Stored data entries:
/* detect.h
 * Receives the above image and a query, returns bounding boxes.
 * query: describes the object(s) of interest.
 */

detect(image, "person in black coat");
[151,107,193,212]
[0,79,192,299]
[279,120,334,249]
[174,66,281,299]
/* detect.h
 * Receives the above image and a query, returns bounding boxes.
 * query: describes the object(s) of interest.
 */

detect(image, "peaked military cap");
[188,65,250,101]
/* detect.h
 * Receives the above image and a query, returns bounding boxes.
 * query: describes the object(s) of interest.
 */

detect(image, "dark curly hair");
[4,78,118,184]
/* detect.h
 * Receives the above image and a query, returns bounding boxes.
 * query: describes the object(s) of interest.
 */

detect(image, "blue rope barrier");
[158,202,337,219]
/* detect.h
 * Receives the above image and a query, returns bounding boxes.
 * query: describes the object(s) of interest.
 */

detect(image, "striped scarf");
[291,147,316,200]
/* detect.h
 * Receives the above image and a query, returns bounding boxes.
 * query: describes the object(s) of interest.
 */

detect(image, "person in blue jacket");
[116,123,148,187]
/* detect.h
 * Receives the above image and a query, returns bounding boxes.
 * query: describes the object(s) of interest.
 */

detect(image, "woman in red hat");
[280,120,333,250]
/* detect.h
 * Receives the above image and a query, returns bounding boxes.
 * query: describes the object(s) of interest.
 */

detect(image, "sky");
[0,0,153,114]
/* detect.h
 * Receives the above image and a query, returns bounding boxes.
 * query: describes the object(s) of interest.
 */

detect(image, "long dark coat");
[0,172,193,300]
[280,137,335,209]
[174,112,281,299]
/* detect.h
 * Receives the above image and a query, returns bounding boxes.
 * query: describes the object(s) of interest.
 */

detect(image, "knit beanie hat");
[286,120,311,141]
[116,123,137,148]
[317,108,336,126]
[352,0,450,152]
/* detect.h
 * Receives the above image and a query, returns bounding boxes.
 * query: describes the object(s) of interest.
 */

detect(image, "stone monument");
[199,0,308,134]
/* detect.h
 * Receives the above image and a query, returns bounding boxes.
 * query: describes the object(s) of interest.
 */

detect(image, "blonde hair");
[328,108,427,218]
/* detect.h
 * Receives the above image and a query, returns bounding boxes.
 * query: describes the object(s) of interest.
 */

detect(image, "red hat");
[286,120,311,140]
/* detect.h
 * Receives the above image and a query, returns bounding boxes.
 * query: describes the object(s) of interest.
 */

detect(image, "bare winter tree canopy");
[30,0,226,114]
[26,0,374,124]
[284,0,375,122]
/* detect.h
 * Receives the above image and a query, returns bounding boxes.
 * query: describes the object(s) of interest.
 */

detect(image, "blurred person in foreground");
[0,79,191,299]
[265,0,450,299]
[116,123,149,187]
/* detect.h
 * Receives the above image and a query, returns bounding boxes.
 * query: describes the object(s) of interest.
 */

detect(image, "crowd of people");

YOUR GOAL -> Extract every line in the records that contains the word "dark". Letter case must match.

WRITTEN ANSWER ->
detect(image, "dark curly hair");
detect(image, "long dark coat");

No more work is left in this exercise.